(EXTRACTED ENTRIES):
============
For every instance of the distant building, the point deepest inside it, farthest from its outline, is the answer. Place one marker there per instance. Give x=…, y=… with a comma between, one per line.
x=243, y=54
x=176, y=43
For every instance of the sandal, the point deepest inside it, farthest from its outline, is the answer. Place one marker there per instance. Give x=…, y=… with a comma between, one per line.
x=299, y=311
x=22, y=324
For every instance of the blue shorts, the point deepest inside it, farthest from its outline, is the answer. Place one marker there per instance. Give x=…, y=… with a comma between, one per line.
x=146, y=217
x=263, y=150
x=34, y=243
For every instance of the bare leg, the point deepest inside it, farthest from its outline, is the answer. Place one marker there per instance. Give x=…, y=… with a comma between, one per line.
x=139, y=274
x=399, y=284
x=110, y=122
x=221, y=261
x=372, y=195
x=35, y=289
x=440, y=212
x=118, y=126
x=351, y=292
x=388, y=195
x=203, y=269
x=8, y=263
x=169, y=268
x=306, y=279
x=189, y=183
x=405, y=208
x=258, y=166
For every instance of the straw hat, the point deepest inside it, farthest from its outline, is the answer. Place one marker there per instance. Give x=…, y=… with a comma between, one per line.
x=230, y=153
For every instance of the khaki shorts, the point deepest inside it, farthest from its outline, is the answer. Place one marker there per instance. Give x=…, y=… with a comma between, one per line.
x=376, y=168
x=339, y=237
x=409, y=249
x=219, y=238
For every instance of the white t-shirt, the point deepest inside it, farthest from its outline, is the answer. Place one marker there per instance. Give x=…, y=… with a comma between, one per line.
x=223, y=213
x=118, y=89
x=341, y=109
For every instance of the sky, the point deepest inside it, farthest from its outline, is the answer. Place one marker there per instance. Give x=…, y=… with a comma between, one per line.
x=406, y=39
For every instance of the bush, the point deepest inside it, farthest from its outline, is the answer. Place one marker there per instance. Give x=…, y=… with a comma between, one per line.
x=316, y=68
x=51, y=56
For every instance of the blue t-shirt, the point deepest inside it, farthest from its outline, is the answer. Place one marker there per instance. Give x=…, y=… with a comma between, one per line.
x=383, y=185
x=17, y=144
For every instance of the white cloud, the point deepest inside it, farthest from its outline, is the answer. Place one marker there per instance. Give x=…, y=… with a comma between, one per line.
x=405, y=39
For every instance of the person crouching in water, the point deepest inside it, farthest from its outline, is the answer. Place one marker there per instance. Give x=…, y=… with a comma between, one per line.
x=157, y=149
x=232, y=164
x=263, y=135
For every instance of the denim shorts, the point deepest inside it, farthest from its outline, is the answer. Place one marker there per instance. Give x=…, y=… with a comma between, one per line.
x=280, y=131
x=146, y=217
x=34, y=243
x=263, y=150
============
(TASK OBJECTIVE): Retype exactly the lines from the one containing "For every instance of the denim" through the last line of the records above, including both.

(EXERCISE SOLUTION):
For every instance of the denim shorts, the point deepest inside it, farthest from its outline, is the answer. Place one marker there per instance. Give x=…, y=… with a comma between, one per line.
x=280, y=131
x=146, y=217
x=34, y=243
x=263, y=150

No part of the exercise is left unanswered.